(Dataset entries)
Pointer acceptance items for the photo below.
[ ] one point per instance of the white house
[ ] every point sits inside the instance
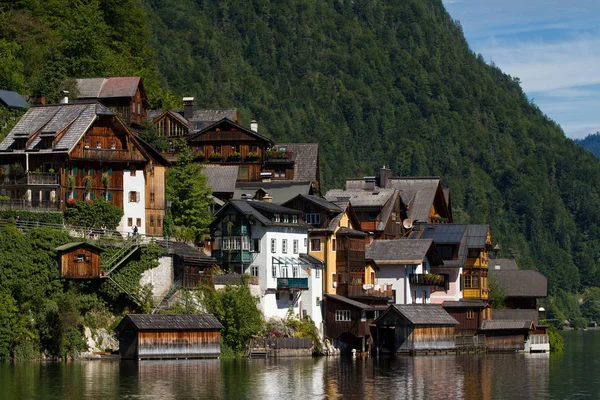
(270, 242)
(406, 265)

:: TO BE DONE ::
Please rewrite all the records with each "instance" changed to "occurrence" and everything else left as it is. Omit the pictures from your answer.

:: RESPONSE TO THIS TASK ::
Pointer acceptance items for the photo below.
[ ] one point per occurrence of the white house
[ ] every point sits inside the occurrence
(270, 242)
(406, 265)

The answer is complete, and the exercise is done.